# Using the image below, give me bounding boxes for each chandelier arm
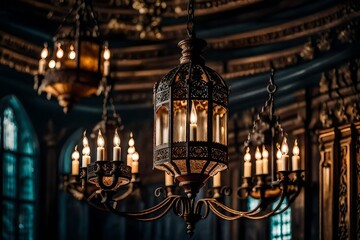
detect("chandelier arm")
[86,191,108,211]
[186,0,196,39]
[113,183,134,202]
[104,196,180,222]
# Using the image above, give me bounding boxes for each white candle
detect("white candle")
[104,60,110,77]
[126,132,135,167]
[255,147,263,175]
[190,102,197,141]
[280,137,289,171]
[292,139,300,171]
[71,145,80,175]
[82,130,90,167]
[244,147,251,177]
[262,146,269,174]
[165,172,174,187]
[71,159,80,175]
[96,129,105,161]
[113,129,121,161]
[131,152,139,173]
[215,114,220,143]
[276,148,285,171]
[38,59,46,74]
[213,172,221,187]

...

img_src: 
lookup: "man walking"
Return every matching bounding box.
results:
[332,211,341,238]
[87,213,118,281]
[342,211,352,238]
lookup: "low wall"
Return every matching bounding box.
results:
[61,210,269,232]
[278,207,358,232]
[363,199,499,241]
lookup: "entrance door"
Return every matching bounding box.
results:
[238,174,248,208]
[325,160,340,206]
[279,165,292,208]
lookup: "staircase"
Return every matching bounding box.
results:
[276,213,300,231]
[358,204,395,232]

[PROBLEM STATEMENT]: Copy out the entries starting with the line containing "# Using the image below, give" and continuing through the line containing "[213,172,221,187]", with both of those lines included. Leave the pictures out of your copy.

[RESULT FOR THIS EXERCISE]:
# Using the image below, give me bounding boxes for each chandelier arm
detect("chandelier arm")
[86,191,108,211]
[186,0,196,39]
[113,183,134,202]
[104,196,180,222]
# Using the image above, give me bounding boxes for each white candle
detect("white candle")
[104,60,110,77]
[126,132,135,167]
[255,147,263,175]
[190,102,197,141]
[280,137,289,171]
[292,139,300,171]
[71,145,80,175]
[82,130,90,167]
[244,147,251,177]
[262,146,269,174]
[165,172,174,187]
[71,159,80,175]
[96,129,105,161]
[113,129,121,161]
[131,152,139,173]
[215,114,220,143]
[276,148,285,171]
[38,59,46,74]
[213,172,221,187]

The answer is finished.